> [REQUIREMENT] Could you copy out, word for word, the lines from the one containing "Reviewer note: verify that every instance of the cumulus" through the one containing "[[26, 144], [16, 186], [411, 3], [374, 75], [155, 88]]", with both of those lines included?

> [RECORDS PROVIDED]
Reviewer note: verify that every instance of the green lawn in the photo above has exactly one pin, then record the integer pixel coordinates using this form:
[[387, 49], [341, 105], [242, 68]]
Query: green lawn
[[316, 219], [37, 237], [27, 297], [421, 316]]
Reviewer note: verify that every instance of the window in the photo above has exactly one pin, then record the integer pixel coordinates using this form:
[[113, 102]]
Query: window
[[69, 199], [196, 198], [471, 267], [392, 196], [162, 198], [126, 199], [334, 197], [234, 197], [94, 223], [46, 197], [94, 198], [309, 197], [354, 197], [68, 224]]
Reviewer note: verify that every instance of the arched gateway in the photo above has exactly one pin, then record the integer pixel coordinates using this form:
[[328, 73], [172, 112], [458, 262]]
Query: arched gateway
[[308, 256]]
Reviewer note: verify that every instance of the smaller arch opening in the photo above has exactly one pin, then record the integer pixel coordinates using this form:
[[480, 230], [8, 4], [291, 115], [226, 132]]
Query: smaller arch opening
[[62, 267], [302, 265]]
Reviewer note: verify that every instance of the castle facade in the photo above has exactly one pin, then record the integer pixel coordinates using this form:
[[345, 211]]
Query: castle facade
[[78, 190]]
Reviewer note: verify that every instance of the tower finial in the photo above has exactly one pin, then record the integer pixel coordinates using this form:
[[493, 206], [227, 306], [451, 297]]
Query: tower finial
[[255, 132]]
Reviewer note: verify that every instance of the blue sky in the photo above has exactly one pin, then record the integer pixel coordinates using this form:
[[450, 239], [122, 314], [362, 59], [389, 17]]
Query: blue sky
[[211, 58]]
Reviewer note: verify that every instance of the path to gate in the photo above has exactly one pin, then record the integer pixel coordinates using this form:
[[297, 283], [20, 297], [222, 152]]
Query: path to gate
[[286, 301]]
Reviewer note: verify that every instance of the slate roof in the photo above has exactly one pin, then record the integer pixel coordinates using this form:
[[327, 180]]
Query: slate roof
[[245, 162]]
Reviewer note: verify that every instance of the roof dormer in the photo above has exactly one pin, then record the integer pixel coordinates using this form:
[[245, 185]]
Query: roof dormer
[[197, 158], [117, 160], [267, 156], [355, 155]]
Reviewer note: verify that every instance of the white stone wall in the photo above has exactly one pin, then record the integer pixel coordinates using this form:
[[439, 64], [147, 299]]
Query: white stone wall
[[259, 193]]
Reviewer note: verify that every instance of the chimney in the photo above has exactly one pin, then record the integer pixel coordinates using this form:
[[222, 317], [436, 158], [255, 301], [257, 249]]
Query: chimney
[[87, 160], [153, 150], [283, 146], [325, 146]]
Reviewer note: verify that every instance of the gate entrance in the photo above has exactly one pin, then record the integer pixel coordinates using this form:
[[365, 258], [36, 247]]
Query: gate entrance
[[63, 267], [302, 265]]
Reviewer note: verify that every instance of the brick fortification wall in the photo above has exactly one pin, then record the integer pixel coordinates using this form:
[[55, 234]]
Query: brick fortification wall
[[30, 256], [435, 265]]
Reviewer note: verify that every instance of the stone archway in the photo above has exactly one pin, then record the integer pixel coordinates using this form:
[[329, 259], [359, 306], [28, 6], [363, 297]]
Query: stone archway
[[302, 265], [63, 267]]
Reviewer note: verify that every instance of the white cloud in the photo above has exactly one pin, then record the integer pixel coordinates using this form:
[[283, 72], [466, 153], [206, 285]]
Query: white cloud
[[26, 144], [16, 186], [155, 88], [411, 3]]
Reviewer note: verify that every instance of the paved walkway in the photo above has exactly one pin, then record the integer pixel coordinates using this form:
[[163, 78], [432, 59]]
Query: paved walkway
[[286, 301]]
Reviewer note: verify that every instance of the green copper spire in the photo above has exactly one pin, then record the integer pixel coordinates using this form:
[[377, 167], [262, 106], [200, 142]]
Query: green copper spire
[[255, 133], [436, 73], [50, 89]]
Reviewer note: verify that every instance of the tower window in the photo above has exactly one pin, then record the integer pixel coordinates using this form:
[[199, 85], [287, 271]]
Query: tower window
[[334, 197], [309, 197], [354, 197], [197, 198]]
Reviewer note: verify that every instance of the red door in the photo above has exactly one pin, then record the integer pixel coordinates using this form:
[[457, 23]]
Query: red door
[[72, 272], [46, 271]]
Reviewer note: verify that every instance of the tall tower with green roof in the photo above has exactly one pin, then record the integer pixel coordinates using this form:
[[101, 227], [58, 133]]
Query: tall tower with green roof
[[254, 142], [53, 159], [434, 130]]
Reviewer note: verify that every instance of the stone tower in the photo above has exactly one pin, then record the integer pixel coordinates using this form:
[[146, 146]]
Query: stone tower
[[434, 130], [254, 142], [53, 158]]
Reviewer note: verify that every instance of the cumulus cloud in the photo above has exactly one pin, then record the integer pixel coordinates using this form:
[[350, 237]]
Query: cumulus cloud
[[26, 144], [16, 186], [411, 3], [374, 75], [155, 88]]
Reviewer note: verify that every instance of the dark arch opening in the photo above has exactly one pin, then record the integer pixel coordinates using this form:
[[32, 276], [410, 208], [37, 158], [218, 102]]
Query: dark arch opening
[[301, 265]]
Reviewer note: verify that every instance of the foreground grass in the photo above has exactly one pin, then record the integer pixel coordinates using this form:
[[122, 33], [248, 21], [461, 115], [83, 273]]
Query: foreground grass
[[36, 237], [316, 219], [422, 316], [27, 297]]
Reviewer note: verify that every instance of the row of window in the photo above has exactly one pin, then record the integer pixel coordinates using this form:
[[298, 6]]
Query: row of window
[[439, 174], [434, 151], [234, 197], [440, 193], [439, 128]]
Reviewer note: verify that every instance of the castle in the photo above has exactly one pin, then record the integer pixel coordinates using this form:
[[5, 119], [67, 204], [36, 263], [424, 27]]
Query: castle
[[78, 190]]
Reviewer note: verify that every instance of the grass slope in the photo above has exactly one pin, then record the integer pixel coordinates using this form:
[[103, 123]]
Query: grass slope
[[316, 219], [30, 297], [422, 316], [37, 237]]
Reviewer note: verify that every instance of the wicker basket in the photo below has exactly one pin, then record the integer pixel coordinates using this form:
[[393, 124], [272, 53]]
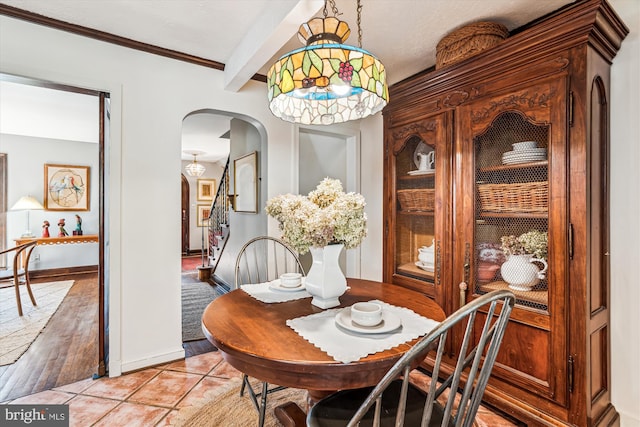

> [RESULT FOR THIS EXERCISE]
Reviewer note: verify that every instance of the cumulus cloud in the photo above has exactly one pin, then record the integer pixel coordinates using this form:
[[350, 237]]
Query: cumulus cloud
[[26, 144], [16, 186], [411, 3], [374, 75], [155, 88]]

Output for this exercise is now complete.